DATA SUPPLIED:
_ _ _ _

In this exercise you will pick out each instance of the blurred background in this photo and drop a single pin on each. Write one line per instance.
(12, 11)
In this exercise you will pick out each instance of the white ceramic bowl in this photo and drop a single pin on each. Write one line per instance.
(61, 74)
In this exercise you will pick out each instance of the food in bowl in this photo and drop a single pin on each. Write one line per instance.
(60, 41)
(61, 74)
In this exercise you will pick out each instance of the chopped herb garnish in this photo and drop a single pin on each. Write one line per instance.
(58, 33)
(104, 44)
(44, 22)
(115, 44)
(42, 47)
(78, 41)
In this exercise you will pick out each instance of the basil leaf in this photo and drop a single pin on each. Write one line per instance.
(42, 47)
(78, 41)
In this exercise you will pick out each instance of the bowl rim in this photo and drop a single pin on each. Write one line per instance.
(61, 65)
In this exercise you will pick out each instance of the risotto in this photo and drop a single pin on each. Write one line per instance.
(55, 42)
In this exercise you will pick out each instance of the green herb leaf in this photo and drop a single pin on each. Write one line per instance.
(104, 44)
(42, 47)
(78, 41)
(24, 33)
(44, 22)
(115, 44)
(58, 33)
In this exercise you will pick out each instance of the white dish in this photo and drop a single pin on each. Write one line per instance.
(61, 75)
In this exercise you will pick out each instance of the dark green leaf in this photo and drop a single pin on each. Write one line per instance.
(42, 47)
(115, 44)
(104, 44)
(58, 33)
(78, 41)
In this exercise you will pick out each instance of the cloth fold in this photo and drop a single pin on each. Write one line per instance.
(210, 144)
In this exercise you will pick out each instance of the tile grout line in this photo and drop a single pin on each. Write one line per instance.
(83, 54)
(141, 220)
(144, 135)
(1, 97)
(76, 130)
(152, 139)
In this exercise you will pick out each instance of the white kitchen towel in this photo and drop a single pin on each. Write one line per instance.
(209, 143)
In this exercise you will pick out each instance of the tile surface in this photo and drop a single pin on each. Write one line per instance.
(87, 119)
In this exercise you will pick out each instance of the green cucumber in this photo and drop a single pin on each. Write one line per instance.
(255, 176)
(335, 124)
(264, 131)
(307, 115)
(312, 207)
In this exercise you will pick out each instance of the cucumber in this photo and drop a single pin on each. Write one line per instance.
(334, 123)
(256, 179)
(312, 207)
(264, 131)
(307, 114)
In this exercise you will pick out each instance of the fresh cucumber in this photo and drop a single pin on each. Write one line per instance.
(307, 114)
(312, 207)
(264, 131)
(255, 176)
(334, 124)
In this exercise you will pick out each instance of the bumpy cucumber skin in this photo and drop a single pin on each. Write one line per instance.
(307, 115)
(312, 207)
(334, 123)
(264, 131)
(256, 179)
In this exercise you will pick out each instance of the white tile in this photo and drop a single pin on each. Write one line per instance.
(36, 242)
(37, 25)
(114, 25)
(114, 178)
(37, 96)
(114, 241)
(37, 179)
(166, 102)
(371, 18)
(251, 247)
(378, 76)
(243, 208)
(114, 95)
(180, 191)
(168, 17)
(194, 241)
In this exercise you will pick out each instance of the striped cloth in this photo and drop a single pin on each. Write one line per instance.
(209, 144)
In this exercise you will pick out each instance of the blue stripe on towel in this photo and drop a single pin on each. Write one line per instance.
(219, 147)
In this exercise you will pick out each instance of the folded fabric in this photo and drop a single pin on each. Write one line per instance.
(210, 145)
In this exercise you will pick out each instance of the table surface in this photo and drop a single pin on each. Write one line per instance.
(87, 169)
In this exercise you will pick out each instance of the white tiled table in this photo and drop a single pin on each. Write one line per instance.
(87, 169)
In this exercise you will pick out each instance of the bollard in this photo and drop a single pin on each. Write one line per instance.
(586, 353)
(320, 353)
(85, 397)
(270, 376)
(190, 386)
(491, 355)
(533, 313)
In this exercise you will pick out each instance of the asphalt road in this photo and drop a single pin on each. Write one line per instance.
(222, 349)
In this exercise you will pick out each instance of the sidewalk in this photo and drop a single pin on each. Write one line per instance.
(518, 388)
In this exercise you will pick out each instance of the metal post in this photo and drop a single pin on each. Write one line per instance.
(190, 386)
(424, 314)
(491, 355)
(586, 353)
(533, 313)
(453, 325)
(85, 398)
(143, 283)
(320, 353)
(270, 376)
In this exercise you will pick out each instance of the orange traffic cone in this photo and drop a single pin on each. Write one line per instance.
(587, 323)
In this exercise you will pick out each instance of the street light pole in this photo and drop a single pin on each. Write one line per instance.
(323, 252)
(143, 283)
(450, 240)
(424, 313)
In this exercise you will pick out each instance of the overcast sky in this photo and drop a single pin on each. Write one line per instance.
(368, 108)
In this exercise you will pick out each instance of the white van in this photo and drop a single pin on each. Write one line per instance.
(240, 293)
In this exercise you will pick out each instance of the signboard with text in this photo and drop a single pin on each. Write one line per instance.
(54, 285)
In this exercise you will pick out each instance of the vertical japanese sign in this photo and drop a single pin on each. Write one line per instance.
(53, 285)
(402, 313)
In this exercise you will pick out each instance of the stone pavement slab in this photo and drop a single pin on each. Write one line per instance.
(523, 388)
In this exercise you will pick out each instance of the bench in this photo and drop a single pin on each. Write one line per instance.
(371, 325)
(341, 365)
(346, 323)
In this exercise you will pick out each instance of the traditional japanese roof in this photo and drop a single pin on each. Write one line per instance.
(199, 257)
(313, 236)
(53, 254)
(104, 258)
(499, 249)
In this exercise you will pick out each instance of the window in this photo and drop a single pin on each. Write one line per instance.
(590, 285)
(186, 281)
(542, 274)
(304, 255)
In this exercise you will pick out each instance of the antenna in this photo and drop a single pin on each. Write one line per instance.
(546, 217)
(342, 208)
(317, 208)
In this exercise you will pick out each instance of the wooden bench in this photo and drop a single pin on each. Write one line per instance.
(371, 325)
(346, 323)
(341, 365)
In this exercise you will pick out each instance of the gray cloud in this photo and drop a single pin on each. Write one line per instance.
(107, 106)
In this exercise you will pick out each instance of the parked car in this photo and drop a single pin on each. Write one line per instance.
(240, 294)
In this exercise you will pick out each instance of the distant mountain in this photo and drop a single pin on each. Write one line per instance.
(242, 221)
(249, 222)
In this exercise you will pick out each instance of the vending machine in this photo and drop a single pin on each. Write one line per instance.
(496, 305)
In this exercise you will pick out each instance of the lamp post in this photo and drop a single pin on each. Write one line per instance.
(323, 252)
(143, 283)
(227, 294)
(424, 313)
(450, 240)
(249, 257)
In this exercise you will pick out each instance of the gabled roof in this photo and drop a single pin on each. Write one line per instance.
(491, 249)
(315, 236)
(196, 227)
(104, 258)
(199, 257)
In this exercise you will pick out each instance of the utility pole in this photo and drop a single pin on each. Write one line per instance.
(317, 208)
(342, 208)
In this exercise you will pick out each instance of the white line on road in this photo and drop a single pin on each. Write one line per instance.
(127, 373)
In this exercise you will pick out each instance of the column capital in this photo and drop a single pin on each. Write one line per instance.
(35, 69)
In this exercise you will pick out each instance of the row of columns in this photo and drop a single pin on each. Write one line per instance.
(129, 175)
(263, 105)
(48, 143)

_ _ _ _

WHAT IS EXPECTED: All of the entries above need to be reproduced exactly.

COMPLETED EXERCISE:
In this exercise you will pick out each instance of the blurred background in this photo and drop a single pin on each. Write one line per instance.
(12, 11)
In this exercise you will pick out each instance of the white ceramic bowl in this photo and drop a single pin on each. Write one line per instance.
(61, 74)
In this exercise you will pick out each instance of the food in bowl in this photo and drop a single pin on each. Write one line per instance.
(60, 41)
(61, 74)
In this exercise you will pick out each instance of the chopped herb garnish in this photo and drop a single pin on each. Write one line per instance.
(58, 33)
(104, 44)
(44, 22)
(115, 44)
(42, 47)
(78, 41)
In this exercise you will pick out each instance of the basil leaf in this photo and drop a single pin on each. Write one line per instance.
(42, 47)
(78, 41)
In this exercise you will pick out each instance of the bowl rim in this photo and drop a single pin on each. Write one line per instance.
(61, 65)
In this exercise you will pick out each instance of the risotto in this photo and drop a single pin on each. Write one line per instance.
(55, 42)
In this exercise you will pick out each instance of the green herb leaf in this photo and drop a single pin on each. Write one line per instance.
(104, 44)
(42, 47)
(78, 41)
(24, 33)
(44, 22)
(115, 44)
(58, 33)
In this exercise you will pick out each instance of the white dish in this photo and drop a single pin on each. Write one line per instance.
(61, 75)
In this exercise you will pick out each instance of the dark green leaf in this photo and drop a single pin on each. Write one line per instance.
(42, 47)
(115, 44)
(104, 44)
(58, 33)
(78, 41)
In this exercise you will pick out each instance of the cloth fold in this photo and drop a single pin on each. Write one line per instance.
(210, 144)
In this exercise you will pick out each instance of the tile grout line in this photo and drop a single pin on each. Write one line per instance.
(83, 54)
(141, 220)
(144, 135)
(1, 97)
(76, 130)
(152, 139)
In this exercise you will pick out each instance of the white kitchen towel in this photo and drop a single pin on each. Write one line per instance.
(209, 143)
In this exercise you will pick out each instance of the tile surface in this photo and drop a single pin on each. Write one line per instance.
(87, 119)
In this exercise you will pick out each instance of the green cucumber in this photo and drop a single pin on each. Write one line per instance.
(255, 176)
(335, 124)
(264, 131)
(307, 115)
(312, 207)
In this exercise you will pick out each instance of the cucumber in this photo and drop a single pin on each. Write one line per instance.
(334, 123)
(256, 179)
(312, 207)
(264, 131)
(307, 114)
In this exercise you will pick out each instance of the fresh cucumber in this photo and drop a single pin on each. Write one line per instance.
(307, 114)
(312, 207)
(264, 131)
(255, 176)
(334, 124)
In this exercise you will pick out each instance of the bumpy cucumber skin in this photo and drop a single pin on each. Write one line per instance.
(307, 115)
(312, 207)
(334, 123)
(264, 131)
(256, 179)
In this exercise you will pick out each instance of the white tile in this photo and drop a single pin on each. Write one line per instance.
(36, 242)
(37, 25)
(114, 25)
(114, 178)
(37, 96)
(114, 241)
(37, 179)
(166, 102)
(371, 18)
(251, 247)
(378, 76)
(243, 208)
(114, 95)
(180, 191)
(168, 17)
(194, 241)
In this exercise you will pick out each instance of the striped cloth in this photo and drop a single pin on each. Write one line per instance.
(209, 144)
In this exercise you will pick out each instance of the blue stripe on towel in this photo and drop a single pin on each. Write one line per instance.
(219, 147)
In this exercise you will pick out each instance of the folded fabric in this photo and drop a single pin on each. Write one line per instance.
(210, 145)
In this exercise you will pick out each instance of the table surface in this photo and drop a single pin on each. Write one line per instance.
(87, 169)
In this exercise you will pick out each instance of the white tiled table in this photo and drop a single pin on each. Write one line per instance.
(87, 169)
In this exercise you will pick out each instance of the bollard in this photo and drop a single pin on each. Write one line per instance.
(586, 353)
(320, 353)
(85, 397)
(270, 376)
(190, 386)
(491, 355)
(533, 313)
In this exercise you will pick out each instance of the asphalt road in this photo and drop a single pin on each. Write one line per instance.
(222, 349)
In this exercise you will pick out each instance of the sidewalk in this photo and drop a single pin on each. Write one line per instance.
(518, 388)
In this exercise you will pick out each instance of the metal post in this photo and drop a single pin on each. Write one line per instance.
(190, 386)
(424, 314)
(491, 355)
(586, 353)
(533, 313)
(453, 325)
(85, 398)
(143, 283)
(320, 353)
(270, 376)
In this exercise you will pick out each instance of the orange traffic cone in this photo and drop a single pin on each. Write one line per instance.
(587, 323)
In this exercise you will pick out each instance of the street light pole in this photo and drop a single pin on each. Write one line per instance.
(323, 252)
(143, 283)
(450, 240)
(424, 313)
In this exercise you will pick out each instance of the overcast sky in this photo and drop a single pin on each. Write one line per instance.
(368, 108)
In this exercise you will pick out each instance of the white van in this photo and drop a single pin on each. Write one line per instance.
(240, 293)
In this exercise you will pick out each instance of the signboard with text in this photo and drop a single pin on each. Write one line per instance.
(54, 285)
In this exercise you will pick out each instance of the vertical japanese sign in this photo and drop a single pin on each. Write one line per instance.
(53, 285)
(402, 313)
In this exercise you will pick out each instance of the stone pavement slab in this photo and drop a single pin on each. Write one line per instance.
(523, 388)
In this exercise you will pick out each instance of the bench in this photo and drop a single pin on each. Write one line per instance.
(371, 325)
(341, 365)
(346, 323)
In this exercise you will pick out each instance of the traditional japanese roof in this photo and drop a single pin on each. Write one line per instance.
(199, 257)
(313, 236)
(53, 254)
(104, 258)
(499, 249)
In this exercise you will pick out each instance of the window in this photo and drop a single pin on each. Write one line per instance.
(590, 285)
(186, 281)
(542, 274)
(304, 255)
In this exercise you will pick out each instance of the antenna in this photo and drop a single pin on each. Write one line per instance.
(546, 217)
(342, 208)
(317, 208)
In this exercise you will pick out each instance of the wooden bench in this photo and drop a single pin on each. Write one line per instance.
(371, 325)
(346, 323)
(341, 365)
In this exercise you will pick out each instance of the gray cloud in this photo and drop a single pin on each. Write one line per instance.
(107, 106)
In this exercise you will pick out each instance of the parked car in this photo and drop a single pin on each. Write one line per instance.
(240, 294)
In this exercise you will pick out each instance of the distant mountain in this photo and drop a single pin on each. Write one line per instance.
(242, 221)
(249, 222)
In this exercise you will pick out each instance of the vending machine in this photo and drop a single pin on each. Write one line per instance.
(496, 305)
In this exercise you will pick out each instance of the lamp post in this photo and drop a single pin on each. Write one line per instance.
(323, 252)
(143, 283)
(227, 294)
(424, 313)
(450, 240)
(249, 257)
In this exercise you will pick out each instance of the gabled roof in this photo and drop a single pin on each. Write one line per instance.
(491, 249)
(315, 236)
(196, 227)
(104, 258)
(199, 257)
In this exercise you will pick out each instance of the utility pole in this photo and drop a single pin on each. Write one line per instance.
(317, 208)
(342, 208)
In this exercise you will pick out each instance of the white line on road in this photo and drop a single pin on each. Write one line per instance.
(127, 373)
In this exercise you will pick out each instance of the column capital in this photo and drop a single pin on each. Write one line per instance.
(35, 69)
In this exercise you will pick out each instance of the row of columns in this photo and drop a single pin on each. Write one line per instance.
(129, 175)
(263, 105)
(48, 143)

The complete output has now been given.